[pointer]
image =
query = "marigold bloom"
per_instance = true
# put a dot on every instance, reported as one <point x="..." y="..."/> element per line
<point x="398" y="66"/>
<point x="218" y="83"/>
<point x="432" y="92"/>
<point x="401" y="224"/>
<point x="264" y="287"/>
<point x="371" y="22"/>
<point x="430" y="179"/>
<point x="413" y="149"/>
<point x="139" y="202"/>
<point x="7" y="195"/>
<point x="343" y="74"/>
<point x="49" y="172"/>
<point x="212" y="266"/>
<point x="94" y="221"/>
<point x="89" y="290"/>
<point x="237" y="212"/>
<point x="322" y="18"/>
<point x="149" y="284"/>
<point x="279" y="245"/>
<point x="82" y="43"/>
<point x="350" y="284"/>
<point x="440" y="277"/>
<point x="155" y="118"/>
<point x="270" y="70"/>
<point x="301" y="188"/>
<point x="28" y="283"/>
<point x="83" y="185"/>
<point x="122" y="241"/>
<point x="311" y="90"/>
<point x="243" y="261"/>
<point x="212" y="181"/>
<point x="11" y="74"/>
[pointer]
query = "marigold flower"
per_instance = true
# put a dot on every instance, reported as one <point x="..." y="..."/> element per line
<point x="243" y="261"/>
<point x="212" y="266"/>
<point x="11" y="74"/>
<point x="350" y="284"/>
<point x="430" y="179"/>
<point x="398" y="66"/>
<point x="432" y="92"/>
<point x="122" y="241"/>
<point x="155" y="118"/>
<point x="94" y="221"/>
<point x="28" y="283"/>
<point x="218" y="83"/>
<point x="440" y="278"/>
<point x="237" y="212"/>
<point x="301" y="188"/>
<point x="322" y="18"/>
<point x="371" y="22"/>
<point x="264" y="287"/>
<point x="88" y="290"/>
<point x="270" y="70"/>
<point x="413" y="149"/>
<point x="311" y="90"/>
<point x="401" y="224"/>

★ ★ ★

**What the task asks:** Exactly reproduce the entries in their entirety.

**Written response:**
[pointer]
image =
query = "marigold bloom"
per_instance = true
# put a dot on every instance, reported as one <point x="..." y="..."/> element per line
<point x="398" y="66"/>
<point x="218" y="83"/>
<point x="432" y="92"/>
<point x="401" y="224"/>
<point x="264" y="287"/>
<point x="371" y="22"/>
<point x="430" y="179"/>
<point x="413" y="149"/>
<point x="139" y="202"/>
<point x="7" y="195"/>
<point x="343" y="74"/>
<point x="49" y="172"/>
<point x="212" y="266"/>
<point x="94" y="221"/>
<point x="89" y="290"/>
<point x="237" y="212"/>
<point x="322" y="18"/>
<point x="149" y="284"/>
<point x="279" y="245"/>
<point x="82" y="43"/>
<point x="350" y="284"/>
<point x="440" y="277"/>
<point x="155" y="118"/>
<point x="270" y="70"/>
<point x="301" y="188"/>
<point x="28" y="283"/>
<point x="83" y="185"/>
<point x="122" y="241"/>
<point x="311" y="90"/>
<point x="243" y="261"/>
<point x="212" y="181"/>
<point x="11" y="74"/>
[pointer]
query = "marigold flower"
per_instance = true
# put a dot on every instance, reported as one <point x="..." y="..."/> element per line
<point x="243" y="261"/>
<point x="212" y="266"/>
<point x="11" y="74"/>
<point x="350" y="284"/>
<point x="430" y="179"/>
<point x="398" y="66"/>
<point x="432" y="92"/>
<point x="122" y="241"/>
<point x="155" y="118"/>
<point x="94" y="221"/>
<point x="28" y="283"/>
<point x="218" y="83"/>
<point x="440" y="278"/>
<point x="237" y="212"/>
<point x="301" y="188"/>
<point x="322" y="18"/>
<point x="371" y="22"/>
<point x="264" y="287"/>
<point x="88" y="290"/>
<point x="270" y="70"/>
<point x="413" y="149"/>
<point x="311" y="90"/>
<point x="401" y="224"/>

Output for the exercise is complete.